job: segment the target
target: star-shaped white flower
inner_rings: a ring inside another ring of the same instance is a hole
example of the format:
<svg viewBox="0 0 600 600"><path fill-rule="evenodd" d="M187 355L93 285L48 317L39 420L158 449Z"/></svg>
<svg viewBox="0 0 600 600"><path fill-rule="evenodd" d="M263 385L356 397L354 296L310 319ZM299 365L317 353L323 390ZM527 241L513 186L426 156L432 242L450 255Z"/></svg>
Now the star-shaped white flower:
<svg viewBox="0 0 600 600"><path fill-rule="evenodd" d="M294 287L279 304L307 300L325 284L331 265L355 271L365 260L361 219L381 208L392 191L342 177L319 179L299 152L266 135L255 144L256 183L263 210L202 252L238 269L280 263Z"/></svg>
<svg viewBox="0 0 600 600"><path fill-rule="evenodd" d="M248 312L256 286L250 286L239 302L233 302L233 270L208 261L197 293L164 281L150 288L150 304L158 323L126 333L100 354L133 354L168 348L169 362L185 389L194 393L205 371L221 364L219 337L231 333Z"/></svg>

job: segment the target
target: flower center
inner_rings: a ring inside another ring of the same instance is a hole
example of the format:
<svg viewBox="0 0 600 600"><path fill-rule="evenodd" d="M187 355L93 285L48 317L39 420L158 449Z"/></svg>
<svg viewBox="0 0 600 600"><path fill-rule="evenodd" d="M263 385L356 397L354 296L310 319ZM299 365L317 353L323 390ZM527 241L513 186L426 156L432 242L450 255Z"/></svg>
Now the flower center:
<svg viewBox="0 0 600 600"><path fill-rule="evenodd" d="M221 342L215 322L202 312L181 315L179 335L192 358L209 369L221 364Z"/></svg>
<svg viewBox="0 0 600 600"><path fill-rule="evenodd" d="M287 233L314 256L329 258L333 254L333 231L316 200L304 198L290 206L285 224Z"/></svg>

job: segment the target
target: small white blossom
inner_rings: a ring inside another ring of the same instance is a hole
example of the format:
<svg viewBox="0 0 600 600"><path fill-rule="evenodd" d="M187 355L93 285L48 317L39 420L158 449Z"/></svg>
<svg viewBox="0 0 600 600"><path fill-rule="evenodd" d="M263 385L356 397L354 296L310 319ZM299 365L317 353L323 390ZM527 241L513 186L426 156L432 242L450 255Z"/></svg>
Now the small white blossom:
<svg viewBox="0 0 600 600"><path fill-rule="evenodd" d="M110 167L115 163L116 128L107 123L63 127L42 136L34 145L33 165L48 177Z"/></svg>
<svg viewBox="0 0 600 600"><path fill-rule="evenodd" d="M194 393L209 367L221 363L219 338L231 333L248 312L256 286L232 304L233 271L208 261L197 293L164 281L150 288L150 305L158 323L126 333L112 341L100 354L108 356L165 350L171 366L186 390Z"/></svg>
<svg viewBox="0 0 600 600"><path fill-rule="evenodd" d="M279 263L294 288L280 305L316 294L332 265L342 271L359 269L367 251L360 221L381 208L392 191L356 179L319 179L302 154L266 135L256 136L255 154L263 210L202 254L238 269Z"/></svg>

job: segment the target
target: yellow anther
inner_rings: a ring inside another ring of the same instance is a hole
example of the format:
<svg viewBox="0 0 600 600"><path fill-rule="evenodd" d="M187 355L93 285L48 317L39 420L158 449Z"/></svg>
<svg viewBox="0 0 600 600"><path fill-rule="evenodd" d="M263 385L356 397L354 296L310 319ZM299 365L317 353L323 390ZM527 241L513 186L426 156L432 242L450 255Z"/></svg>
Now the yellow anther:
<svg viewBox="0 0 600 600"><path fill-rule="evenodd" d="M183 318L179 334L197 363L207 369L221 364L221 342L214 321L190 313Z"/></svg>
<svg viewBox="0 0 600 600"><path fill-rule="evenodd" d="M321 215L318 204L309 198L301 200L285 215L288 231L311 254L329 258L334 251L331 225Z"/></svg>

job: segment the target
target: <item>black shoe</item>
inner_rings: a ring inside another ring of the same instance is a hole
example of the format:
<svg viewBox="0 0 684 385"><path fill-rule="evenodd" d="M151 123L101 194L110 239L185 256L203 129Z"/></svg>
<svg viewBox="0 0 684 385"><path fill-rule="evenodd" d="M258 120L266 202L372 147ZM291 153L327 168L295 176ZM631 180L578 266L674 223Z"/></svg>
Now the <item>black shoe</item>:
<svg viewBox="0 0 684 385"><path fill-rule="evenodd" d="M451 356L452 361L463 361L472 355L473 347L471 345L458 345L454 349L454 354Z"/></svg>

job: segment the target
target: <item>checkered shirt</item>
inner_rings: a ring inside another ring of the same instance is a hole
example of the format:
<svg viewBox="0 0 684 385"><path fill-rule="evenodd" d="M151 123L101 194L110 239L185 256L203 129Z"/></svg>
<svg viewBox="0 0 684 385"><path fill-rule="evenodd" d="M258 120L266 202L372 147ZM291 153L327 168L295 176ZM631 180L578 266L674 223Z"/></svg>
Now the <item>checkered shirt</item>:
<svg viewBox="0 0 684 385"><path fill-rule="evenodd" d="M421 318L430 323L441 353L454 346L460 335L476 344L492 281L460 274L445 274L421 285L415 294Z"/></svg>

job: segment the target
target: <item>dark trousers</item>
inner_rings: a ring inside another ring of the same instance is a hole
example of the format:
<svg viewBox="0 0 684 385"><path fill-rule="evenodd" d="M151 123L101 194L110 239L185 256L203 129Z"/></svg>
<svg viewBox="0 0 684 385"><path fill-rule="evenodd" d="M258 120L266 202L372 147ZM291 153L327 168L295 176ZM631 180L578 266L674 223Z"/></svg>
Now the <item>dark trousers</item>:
----
### EXERCISE OBJECTIVE
Could you retype every record above exactly as given?

### ANSWER TO THIS EXERCISE
job: segment the target
target: star-shaped white flower
inner_rings: a ring inside another ring of the same instance is a hole
example of the format:
<svg viewBox="0 0 600 600"><path fill-rule="evenodd" d="M187 355L93 285L48 317L39 420L158 449Z"/></svg>
<svg viewBox="0 0 600 600"><path fill-rule="evenodd" d="M263 385L356 397L354 296L310 319ZM299 365L317 353L323 390ZM527 241L513 186L426 156L432 242L450 255Z"/></svg>
Now the star-shaped white flower:
<svg viewBox="0 0 600 600"><path fill-rule="evenodd" d="M294 287L279 304L307 300L325 284L331 265L355 271L365 260L361 219L381 208L392 191L342 177L319 179L299 152L266 135L255 144L256 183L263 210L202 252L238 269L280 263Z"/></svg>
<svg viewBox="0 0 600 600"><path fill-rule="evenodd" d="M248 312L256 286L250 286L239 302L233 302L233 270L208 261L197 293L164 281L150 288L150 304L158 323L126 333L100 354L133 354L168 348L169 362L185 389L194 393L205 371L221 364L219 337L231 333Z"/></svg>

job: segment the target
target: flower center
inner_rings: a ring inside another ring of the same instance is a hole
example of the format:
<svg viewBox="0 0 600 600"><path fill-rule="evenodd" d="M187 355L93 285L48 317L39 420L158 449Z"/></svg>
<svg viewBox="0 0 600 600"><path fill-rule="evenodd" d="M263 385L356 397L354 296L310 319ZM299 365L317 353L323 390ZM527 241L513 186L426 156L432 242L450 255Z"/></svg>
Now the flower center:
<svg viewBox="0 0 600 600"><path fill-rule="evenodd" d="M221 342L215 322L202 312L181 315L179 335L192 358L209 369L221 364Z"/></svg>
<svg viewBox="0 0 600 600"><path fill-rule="evenodd" d="M287 233L314 256L329 258L333 254L333 231L316 200L304 198L290 206L285 224Z"/></svg>

job: segment the target
target: small white blossom
inner_rings: a ring inside another ring of the same instance is a hole
example of the format:
<svg viewBox="0 0 600 600"><path fill-rule="evenodd" d="M187 355L93 285L48 317L39 420L158 449Z"/></svg>
<svg viewBox="0 0 600 600"><path fill-rule="evenodd" d="M263 385L356 397L354 296L310 319ZM299 365L317 353L323 390ZM527 241L513 186L426 156L432 242L450 255Z"/></svg>
Now the small white blossom:
<svg viewBox="0 0 600 600"><path fill-rule="evenodd" d="M110 167L115 163L116 128L107 123L63 127L42 136L34 145L33 165L48 177Z"/></svg>
<svg viewBox="0 0 600 600"><path fill-rule="evenodd" d="M194 393L209 367L221 363L219 338L231 333L248 312L256 286L232 304L233 271L208 261L197 293L164 281L150 288L150 305L158 323L126 333L112 341L100 354L108 356L165 350L171 366L186 390Z"/></svg>
<svg viewBox="0 0 600 600"><path fill-rule="evenodd" d="M279 263L294 288L280 305L316 294L332 265L342 271L359 269L367 251L360 221L381 208L392 191L356 179L319 179L302 154L266 135L256 136L255 154L263 210L202 254L238 269Z"/></svg>

job: segment the target
target: yellow anther
inner_rings: a ring inside another ring of the same instance is a hole
example of the format:
<svg viewBox="0 0 600 600"><path fill-rule="evenodd" d="M187 355L93 285L48 317L39 420L158 449Z"/></svg>
<svg viewBox="0 0 600 600"><path fill-rule="evenodd" d="M263 385L356 397L354 296L310 319ZM299 365L317 353L323 390ZM527 241L513 186L426 156L432 242L450 255Z"/></svg>
Now the yellow anther:
<svg viewBox="0 0 600 600"><path fill-rule="evenodd" d="M183 318L179 334L197 363L207 369L221 364L221 342L214 321L190 313Z"/></svg>
<svg viewBox="0 0 600 600"><path fill-rule="evenodd" d="M321 215L318 204L309 198L301 200L285 215L288 231L311 254L329 258L334 251L331 225Z"/></svg>

job: segment the target
target: <item>black shoe</item>
inner_rings: a ring inside another ring of the same instance is a hole
example of the format:
<svg viewBox="0 0 684 385"><path fill-rule="evenodd" d="M151 123L101 194L110 239L185 256L203 129Z"/></svg>
<svg viewBox="0 0 684 385"><path fill-rule="evenodd" d="M258 120L266 202L372 147ZM291 153L327 168L295 176ZM631 180L578 266L674 223Z"/></svg>
Now the <item>black shoe</item>:
<svg viewBox="0 0 684 385"><path fill-rule="evenodd" d="M451 356L452 361L463 361L472 355L473 347L471 345L458 345L454 349L454 354Z"/></svg>

job: segment the target
target: <item>checkered shirt</item>
inner_rings: a ring inside another ring of the same instance is a hole
example of the format:
<svg viewBox="0 0 684 385"><path fill-rule="evenodd" d="M151 123L101 194L110 239L185 256L203 129Z"/></svg>
<svg viewBox="0 0 684 385"><path fill-rule="evenodd" d="M258 120L266 202L372 147ZM291 153L327 168L295 176ZM631 180L578 266L674 223Z"/></svg>
Now the <item>checkered shirt</item>:
<svg viewBox="0 0 684 385"><path fill-rule="evenodd" d="M421 318L430 323L441 353L454 346L460 335L476 344L492 281L460 274L445 274L421 285L415 294Z"/></svg>

job: segment the target
target: <item>dark trousers</item>
inner_rings: a ring inside another ring of the same instance is a hole
example of the format:
<svg viewBox="0 0 684 385"><path fill-rule="evenodd" d="M151 123L101 194L110 239L185 256L203 129Z"/></svg>
<svg viewBox="0 0 684 385"><path fill-rule="evenodd" d="M258 120L266 202L372 147ZM291 153L327 168L295 176ZM631 180L578 266L674 223Z"/></svg>
Now the <item>dark trousers</item>:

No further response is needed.